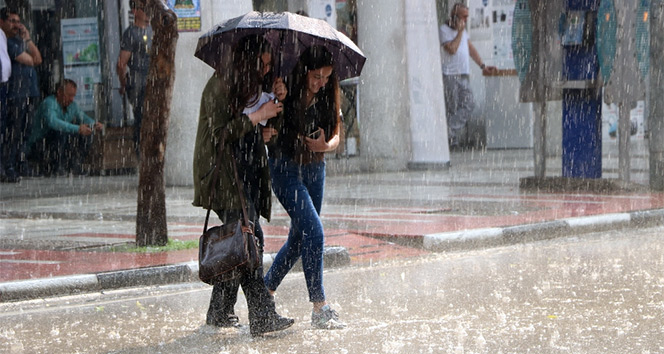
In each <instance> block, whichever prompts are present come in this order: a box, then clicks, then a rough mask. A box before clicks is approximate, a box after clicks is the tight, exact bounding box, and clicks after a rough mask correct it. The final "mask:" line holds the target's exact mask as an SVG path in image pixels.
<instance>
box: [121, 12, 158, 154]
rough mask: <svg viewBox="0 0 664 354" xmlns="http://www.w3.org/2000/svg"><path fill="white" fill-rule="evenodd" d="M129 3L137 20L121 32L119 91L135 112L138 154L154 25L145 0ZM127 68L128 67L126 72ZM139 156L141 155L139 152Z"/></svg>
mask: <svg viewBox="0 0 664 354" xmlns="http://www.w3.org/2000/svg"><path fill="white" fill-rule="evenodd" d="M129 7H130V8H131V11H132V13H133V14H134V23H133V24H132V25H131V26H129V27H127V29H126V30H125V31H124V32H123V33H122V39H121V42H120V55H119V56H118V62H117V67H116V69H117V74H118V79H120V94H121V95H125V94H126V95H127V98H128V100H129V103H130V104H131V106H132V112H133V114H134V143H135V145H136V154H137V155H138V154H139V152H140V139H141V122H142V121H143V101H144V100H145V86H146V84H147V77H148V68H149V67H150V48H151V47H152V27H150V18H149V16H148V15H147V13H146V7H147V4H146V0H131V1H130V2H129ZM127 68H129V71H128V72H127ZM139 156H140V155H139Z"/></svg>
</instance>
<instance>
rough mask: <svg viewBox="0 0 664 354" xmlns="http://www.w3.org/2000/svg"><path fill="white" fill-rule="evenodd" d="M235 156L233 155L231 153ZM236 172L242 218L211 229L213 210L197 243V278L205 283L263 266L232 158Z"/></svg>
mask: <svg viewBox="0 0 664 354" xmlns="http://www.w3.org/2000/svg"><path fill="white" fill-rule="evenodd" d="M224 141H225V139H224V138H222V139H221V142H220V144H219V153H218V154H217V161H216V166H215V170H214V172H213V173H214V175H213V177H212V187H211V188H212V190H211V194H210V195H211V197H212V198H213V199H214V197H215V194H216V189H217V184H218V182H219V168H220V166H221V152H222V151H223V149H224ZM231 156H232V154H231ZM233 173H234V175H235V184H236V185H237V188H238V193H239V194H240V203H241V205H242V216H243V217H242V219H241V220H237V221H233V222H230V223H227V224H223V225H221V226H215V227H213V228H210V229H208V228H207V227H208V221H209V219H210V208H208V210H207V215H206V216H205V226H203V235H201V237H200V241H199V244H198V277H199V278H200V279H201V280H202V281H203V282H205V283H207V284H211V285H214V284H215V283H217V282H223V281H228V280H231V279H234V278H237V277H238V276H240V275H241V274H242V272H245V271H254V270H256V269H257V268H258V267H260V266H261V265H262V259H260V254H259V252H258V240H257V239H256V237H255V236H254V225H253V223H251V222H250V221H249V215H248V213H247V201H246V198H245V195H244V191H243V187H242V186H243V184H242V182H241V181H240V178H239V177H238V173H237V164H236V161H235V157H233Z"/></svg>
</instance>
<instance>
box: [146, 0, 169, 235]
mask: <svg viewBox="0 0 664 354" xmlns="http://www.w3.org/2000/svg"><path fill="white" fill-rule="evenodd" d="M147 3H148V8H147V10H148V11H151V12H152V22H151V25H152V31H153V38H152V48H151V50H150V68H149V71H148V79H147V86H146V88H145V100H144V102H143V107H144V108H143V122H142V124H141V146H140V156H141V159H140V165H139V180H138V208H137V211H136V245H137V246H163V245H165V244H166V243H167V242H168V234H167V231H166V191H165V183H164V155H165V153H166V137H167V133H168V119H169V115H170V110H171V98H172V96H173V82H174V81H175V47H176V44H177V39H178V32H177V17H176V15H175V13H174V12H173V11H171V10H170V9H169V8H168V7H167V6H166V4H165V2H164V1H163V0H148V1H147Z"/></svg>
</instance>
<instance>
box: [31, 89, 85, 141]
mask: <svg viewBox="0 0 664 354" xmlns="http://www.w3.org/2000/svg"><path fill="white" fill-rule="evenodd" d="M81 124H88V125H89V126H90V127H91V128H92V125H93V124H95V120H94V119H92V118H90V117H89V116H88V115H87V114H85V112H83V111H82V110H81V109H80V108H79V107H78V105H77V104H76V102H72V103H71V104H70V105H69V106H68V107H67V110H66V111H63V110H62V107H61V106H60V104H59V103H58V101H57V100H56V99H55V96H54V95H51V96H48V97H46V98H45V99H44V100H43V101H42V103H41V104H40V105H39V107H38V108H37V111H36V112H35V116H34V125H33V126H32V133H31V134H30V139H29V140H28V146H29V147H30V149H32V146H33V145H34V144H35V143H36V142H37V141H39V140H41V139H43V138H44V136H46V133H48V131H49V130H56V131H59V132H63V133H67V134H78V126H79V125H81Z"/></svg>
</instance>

* [ASSIGNMENT]
An exact copy of the whole listing is required, minus the pictures.

* [FINAL ANSWER]
In each <instance> block, whichever prompts are present come in this order: a box, then clicks, then a rough mask. A box before clicks is approximate, a box after clicks is the tight, exact bounding box, and clicks after a rough mask correct it. The final "mask:" line holds the target's exact mask as an SVG path in image pixels.
<instance>
box: [121, 12, 158, 154]
rough mask: <svg viewBox="0 0 664 354" xmlns="http://www.w3.org/2000/svg"><path fill="white" fill-rule="evenodd" d="M129 3L137 20L121 32L119 91L135 112L138 154L154 25L145 0ZM127 68L128 67L126 72ZM139 156L141 155L139 152Z"/></svg>
mask: <svg viewBox="0 0 664 354" xmlns="http://www.w3.org/2000/svg"><path fill="white" fill-rule="evenodd" d="M129 7H130V8H131V11H132V13H133V14H134V23H133V24H132V25H131V26H129V27H127V29H126V30H125V31H124V32H123V33H122V39H121V42H120V55H119V56H118V62H117V67H116V69H117V74H118V79H120V94H121V95H125V94H126V95H127V98H128V100H129V103H130V104H131V106H132V112H133V114H134V143H135V145H136V154H137V155H138V154H139V152H140V139H141V122H142V121H143V101H144V100H145V86H146V84H147V77H148V68H149V67H150V48H151V47H152V27H150V18H149V16H148V15H147V13H146V7H147V4H146V0H131V1H130V2H129ZM127 68H129V71H128V72H127ZM139 156H140V155H139Z"/></svg>
</instance>
<instance>
rough mask: <svg viewBox="0 0 664 354" xmlns="http://www.w3.org/2000/svg"><path fill="white" fill-rule="evenodd" d="M235 156L233 155L231 153ZM236 172L242 218L211 229L213 210L197 243V278L205 283L263 266L232 158Z"/></svg>
mask: <svg viewBox="0 0 664 354" xmlns="http://www.w3.org/2000/svg"><path fill="white" fill-rule="evenodd" d="M224 141H225V139H224V138H222V139H221V142H220V144H219V153H218V154H217V161H216V166H215V170H214V172H213V173H214V175H213V177H212V187H211V188H212V190H211V194H210V195H211V197H212V198H213V199H214V197H215V194H216V189H217V184H218V182H219V168H220V166H221V152H222V151H223V149H224ZM231 156H232V154H231ZM233 173H234V175H235V184H236V185H237V188H238V193H239V194H240V203H241V205H242V216H243V217H242V219H241V220H237V221H233V222H230V223H227V224H223V225H221V226H215V227H213V228H210V229H208V228H207V227H208V221H209V219H210V208H208V210H207V215H206V216H205V226H203V235H201V237H200V241H199V244H198V277H199V278H200V279H201V280H202V281H203V282H205V283H207V284H211V285H214V284H215V283H217V282H223V281H228V280H231V279H234V278H237V277H238V276H240V275H241V274H242V272H245V271H254V270H256V269H257V268H258V267H260V266H261V265H262V259H260V254H259V252H258V240H257V239H256V237H255V236H254V225H253V223H251V222H250V221H249V215H248V213H247V201H246V198H245V195H244V191H243V187H242V186H243V184H242V182H241V181H240V178H239V177H238V173H237V164H236V161H235V157H233Z"/></svg>
</instance>
<instance>
box: [146, 0, 169, 235]
mask: <svg viewBox="0 0 664 354" xmlns="http://www.w3.org/2000/svg"><path fill="white" fill-rule="evenodd" d="M147 3H148V8H147V10H148V11H151V12H152V22H151V25H152V31H153V38H152V48H151V50H150V68H149V71H148V79H147V86H146V88H145V100H144V102H143V107H144V108H143V122H142V124H141V146H140V156H141V159H140V165H139V180H138V208H137V211H136V245H137V246H163V245H165V244H166V243H167V242H168V234H167V231H166V191H165V183H164V155H165V153H166V137H167V133H168V119H169V115H170V110H171V98H172V96H173V82H174V81H175V47H176V44H177V39H178V32H177V17H176V15H175V13H174V12H173V11H171V10H170V9H169V8H168V7H167V6H166V4H165V2H164V1H163V0H148V1H147Z"/></svg>
</instance>
<instance>
box: [31, 89, 85, 141]
mask: <svg viewBox="0 0 664 354" xmlns="http://www.w3.org/2000/svg"><path fill="white" fill-rule="evenodd" d="M81 124H88V125H89V126H90V127H91V128H92V125H93V124H95V120H94V119H92V118H90V117H89V116H88V115H87V114H85V112H83V111H82V110H81V109H80V108H79V107H78V105H77V104H76V102H72V103H71V104H70V105H69V106H68V107H67V110H66V111H63V110H62V107H61V106H60V104H59V103H58V101H57V100H56V99H55V96H54V95H51V96H48V97H46V98H45V99H44V100H43V101H42V103H41V104H40V105H39V107H38V108H37V111H36V112H35V116H34V125H33V126H32V133H31V134H30V139H29V140H28V146H29V147H30V149H32V146H33V145H34V144H35V143H36V142H37V141H39V140H41V139H43V138H44V136H46V133H48V131H49V130H56V131H59V132H63V133H67V134H78V126H79V125H81Z"/></svg>
</instance>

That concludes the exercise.